» Given problem: Copy out the whole listing below word for word, and leave the pictures out of your copy.

——

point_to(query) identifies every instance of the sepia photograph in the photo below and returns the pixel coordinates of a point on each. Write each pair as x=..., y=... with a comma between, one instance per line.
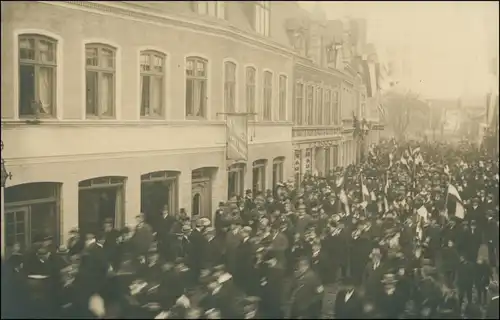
x=250, y=159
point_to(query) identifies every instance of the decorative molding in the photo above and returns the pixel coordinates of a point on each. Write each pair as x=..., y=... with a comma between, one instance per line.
x=131, y=11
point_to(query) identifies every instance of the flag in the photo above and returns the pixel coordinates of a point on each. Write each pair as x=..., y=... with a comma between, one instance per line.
x=339, y=182
x=344, y=201
x=422, y=212
x=447, y=170
x=453, y=195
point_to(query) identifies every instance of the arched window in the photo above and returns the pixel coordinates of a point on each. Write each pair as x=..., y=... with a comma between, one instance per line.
x=152, y=66
x=196, y=87
x=37, y=75
x=229, y=86
x=319, y=106
x=267, y=95
x=259, y=176
x=100, y=69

——

» Exercise solution:
point_to(query) identifies every instance of the sepia photograph in the photo below and returns the pixel coordinates of a point on each. Write each pair as x=..., y=... with a comma between, one instance per line.
x=250, y=159
point_to(query) identifies every instance of the decorative molding in the photo above and returns the pixel coordinates of a point on each. Write each pair as x=..., y=... with a comma between, one instance per line.
x=131, y=11
point_to(query) identifies every instance of the flag in the photo above and returns the pixel coordinates of a point on each. Write each pair as x=..., y=... with a comma between, one instance per line.
x=339, y=182
x=344, y=201
x=422, y=212
x=447, y=170
x=453, y=195
point_to(query) identifies every instance of the arched window in the photo above and returns the pixel coordinates of a point on each. Write each pair as x=..., y=... with a comma between, one instance per line.
x=152, y=66
x=196, y=87
x=37, y=75
x=229, y=86
x=319, y=106
x=267, y=95
x=259, y=176
x=100, y=69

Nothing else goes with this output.